▶ Exercise instructions
Copy the rows from the line containing "point_to(query) locates a point on each instance of the paving" through the last row, both ends included, with the requests left as they are. Offset every coordinate in the answers by adding 66 to it.

▶ Entries supplied

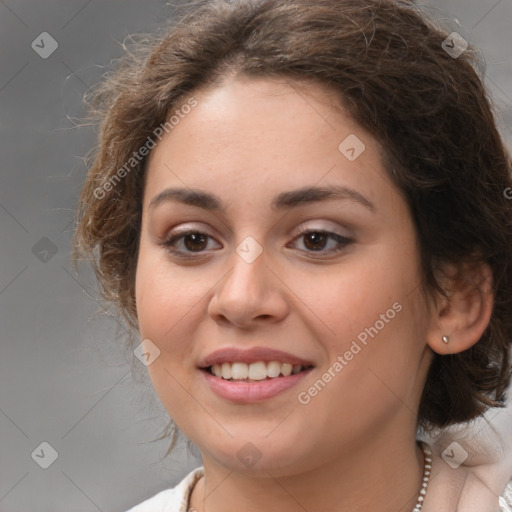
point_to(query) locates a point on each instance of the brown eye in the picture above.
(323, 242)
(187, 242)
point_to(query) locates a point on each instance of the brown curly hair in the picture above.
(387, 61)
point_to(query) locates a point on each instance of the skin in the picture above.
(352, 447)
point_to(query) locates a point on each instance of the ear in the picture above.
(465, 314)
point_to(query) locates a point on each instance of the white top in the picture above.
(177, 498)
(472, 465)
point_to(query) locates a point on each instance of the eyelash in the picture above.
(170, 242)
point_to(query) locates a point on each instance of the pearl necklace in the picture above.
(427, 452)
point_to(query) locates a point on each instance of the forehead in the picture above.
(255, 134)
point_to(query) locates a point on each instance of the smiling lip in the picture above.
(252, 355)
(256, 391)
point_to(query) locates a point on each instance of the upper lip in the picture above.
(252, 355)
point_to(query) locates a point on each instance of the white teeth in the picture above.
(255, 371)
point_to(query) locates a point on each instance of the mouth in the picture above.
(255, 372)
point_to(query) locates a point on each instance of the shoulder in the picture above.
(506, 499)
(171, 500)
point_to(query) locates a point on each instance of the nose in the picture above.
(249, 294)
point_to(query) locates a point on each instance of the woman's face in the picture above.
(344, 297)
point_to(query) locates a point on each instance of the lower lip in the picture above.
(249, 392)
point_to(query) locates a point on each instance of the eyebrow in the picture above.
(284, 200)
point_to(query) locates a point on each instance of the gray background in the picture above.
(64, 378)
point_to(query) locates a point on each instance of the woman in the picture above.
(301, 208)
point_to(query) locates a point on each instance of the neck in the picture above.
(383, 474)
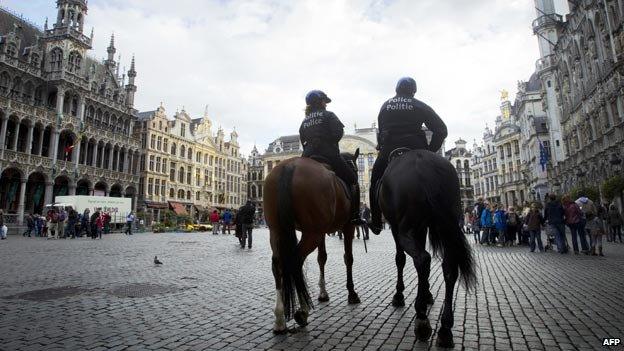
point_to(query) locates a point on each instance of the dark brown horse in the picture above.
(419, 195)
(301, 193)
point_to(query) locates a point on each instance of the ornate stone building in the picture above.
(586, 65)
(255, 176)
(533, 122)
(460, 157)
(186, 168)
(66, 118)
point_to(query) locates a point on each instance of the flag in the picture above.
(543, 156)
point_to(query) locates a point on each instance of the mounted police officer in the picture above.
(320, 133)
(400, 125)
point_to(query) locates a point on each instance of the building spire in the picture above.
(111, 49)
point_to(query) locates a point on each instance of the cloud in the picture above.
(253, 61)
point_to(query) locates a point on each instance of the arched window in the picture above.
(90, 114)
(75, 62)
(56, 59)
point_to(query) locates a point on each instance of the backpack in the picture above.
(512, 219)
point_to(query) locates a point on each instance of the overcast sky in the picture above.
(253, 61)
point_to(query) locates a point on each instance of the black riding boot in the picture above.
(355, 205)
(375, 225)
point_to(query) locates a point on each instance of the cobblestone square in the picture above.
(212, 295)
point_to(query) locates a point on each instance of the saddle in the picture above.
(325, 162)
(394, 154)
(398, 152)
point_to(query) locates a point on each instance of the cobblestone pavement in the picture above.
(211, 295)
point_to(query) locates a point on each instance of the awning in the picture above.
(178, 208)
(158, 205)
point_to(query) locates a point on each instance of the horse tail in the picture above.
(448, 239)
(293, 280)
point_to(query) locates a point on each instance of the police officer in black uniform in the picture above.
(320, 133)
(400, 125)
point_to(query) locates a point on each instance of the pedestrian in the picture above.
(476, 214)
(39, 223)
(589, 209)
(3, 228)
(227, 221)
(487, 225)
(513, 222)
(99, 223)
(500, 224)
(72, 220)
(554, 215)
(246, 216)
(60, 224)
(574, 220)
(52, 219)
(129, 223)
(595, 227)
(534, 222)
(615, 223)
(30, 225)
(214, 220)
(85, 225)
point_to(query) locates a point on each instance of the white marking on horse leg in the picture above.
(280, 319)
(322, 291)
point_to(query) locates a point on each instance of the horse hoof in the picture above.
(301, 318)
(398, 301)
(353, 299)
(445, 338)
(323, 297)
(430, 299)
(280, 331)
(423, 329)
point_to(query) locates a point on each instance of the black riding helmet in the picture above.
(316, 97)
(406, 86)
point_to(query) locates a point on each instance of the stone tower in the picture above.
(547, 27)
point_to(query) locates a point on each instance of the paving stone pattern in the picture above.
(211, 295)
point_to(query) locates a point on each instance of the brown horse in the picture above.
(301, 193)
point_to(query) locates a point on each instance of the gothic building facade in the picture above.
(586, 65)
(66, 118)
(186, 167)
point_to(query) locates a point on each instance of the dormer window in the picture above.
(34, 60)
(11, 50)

▶ Task response
point_to(query) locates a point on each instance of the paving stone pattern in the picture above.
(277, 361)
point_to(query) locates a point on each instance of the brown horse in the picture above.
(367, 259)
point_to(query) locates a point on each instance of the gothic building facade in the picture above.
(652, 131)
(132, 184)
(252, 233)
point_to(query) locates a point on each instance of the dormer window in the picture above.
(100, 126)
(77, 116)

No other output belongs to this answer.